# [Prompt]
Copy out every line in the entries below that includes "surface".

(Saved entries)
□ □ □ □
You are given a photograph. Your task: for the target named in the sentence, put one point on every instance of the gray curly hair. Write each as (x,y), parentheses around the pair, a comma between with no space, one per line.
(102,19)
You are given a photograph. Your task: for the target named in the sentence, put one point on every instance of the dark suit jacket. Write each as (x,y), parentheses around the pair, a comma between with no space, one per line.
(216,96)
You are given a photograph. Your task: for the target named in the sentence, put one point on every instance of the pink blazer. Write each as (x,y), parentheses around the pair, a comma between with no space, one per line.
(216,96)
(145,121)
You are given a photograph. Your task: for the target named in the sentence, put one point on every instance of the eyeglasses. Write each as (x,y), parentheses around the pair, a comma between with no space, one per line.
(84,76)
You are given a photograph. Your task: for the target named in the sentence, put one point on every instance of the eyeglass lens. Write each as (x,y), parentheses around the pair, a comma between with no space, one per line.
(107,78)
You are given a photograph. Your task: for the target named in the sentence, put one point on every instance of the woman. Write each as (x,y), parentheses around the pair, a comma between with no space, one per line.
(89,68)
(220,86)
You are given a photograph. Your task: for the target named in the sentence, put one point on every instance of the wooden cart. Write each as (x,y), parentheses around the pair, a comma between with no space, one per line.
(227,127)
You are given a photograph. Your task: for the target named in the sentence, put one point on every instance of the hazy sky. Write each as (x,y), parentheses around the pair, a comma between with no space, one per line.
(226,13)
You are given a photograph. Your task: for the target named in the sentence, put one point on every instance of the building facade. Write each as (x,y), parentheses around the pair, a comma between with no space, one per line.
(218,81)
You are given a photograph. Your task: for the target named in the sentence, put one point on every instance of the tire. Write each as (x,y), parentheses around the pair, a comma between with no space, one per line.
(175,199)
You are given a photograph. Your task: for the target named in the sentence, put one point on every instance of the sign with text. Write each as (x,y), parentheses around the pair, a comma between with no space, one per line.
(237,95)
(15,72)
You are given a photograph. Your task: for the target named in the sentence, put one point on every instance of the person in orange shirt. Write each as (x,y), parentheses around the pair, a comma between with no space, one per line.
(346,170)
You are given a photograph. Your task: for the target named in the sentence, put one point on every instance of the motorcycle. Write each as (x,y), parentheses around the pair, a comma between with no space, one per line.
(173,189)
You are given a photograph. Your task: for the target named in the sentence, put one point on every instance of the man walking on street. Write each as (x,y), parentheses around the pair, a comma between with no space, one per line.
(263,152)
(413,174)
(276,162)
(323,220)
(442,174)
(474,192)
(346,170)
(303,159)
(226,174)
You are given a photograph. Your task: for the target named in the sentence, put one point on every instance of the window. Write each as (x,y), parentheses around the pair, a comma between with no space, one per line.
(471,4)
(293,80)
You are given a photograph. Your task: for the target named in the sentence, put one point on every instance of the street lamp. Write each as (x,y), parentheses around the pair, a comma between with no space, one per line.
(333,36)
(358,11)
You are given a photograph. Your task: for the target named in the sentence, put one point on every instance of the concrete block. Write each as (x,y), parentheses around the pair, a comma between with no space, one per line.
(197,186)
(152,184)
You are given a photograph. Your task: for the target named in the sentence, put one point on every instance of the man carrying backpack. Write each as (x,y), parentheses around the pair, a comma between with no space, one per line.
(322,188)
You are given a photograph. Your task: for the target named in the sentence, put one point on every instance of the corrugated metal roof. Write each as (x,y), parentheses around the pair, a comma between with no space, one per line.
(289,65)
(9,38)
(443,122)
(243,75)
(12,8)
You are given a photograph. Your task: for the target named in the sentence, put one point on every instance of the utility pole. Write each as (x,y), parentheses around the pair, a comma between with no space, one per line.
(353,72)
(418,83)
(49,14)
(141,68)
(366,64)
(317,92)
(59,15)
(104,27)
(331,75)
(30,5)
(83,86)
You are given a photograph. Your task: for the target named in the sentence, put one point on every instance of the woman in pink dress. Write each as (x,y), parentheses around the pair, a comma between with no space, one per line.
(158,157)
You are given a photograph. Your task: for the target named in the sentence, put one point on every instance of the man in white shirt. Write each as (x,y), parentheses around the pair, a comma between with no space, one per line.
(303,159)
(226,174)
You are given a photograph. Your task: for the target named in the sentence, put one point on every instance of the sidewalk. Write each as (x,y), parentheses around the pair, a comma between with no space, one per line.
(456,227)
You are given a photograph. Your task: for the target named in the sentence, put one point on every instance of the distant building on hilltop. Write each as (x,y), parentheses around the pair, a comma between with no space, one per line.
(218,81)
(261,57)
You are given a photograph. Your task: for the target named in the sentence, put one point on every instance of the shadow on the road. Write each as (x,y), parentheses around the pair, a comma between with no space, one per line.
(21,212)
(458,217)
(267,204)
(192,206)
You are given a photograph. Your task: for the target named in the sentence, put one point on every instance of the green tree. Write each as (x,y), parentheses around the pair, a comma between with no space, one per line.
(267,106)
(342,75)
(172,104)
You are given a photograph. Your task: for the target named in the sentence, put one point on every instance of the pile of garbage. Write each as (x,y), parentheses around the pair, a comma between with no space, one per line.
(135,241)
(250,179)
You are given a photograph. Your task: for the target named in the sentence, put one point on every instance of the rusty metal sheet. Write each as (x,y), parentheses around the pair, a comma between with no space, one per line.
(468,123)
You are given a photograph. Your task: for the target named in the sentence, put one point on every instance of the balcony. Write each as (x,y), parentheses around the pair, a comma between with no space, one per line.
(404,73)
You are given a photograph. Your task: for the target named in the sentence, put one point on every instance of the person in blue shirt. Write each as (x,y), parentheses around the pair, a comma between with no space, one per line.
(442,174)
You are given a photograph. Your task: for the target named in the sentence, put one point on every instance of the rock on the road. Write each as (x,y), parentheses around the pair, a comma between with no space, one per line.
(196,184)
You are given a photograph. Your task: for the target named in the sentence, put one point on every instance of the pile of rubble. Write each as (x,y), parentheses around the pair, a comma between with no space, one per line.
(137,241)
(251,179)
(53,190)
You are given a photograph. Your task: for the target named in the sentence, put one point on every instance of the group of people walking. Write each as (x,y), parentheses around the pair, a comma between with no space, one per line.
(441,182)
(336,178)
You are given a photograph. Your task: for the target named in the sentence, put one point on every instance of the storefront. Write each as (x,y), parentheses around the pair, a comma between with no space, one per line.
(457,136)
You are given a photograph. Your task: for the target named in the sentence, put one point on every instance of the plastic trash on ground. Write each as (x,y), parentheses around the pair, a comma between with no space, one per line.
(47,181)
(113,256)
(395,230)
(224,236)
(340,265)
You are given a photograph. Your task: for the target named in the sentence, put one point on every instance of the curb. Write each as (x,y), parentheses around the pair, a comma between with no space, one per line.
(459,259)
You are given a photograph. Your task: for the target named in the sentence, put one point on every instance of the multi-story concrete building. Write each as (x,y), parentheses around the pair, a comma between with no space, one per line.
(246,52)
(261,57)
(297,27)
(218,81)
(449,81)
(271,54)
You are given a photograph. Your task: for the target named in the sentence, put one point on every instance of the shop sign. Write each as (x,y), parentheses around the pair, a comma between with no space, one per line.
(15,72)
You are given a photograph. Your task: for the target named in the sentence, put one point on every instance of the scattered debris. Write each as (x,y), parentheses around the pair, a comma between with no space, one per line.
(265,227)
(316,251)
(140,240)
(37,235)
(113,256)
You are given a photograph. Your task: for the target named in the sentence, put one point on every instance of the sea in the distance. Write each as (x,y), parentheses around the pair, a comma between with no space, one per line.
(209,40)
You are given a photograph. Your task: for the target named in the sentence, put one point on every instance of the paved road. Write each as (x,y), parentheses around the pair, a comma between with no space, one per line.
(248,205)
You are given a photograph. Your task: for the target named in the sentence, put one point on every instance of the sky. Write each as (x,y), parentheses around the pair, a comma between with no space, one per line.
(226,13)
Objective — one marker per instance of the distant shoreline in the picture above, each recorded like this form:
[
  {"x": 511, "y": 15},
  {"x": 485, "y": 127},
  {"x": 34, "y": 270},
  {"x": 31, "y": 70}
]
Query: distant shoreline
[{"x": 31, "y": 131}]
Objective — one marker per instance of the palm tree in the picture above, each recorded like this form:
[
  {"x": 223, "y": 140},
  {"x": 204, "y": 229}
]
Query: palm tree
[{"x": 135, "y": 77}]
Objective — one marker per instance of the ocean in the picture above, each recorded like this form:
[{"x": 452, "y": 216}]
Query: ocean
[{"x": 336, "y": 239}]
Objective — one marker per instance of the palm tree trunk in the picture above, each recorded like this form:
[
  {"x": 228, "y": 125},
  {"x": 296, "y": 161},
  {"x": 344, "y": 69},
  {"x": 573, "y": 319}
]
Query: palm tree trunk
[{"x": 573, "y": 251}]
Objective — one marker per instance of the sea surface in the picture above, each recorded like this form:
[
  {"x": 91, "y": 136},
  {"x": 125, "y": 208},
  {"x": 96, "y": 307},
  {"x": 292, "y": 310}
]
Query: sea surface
□ □ □ □
# [Finished exercise]
Objective — one marker per instance of the sea surface in the picture above, each recorded like this form:
Query: sea surface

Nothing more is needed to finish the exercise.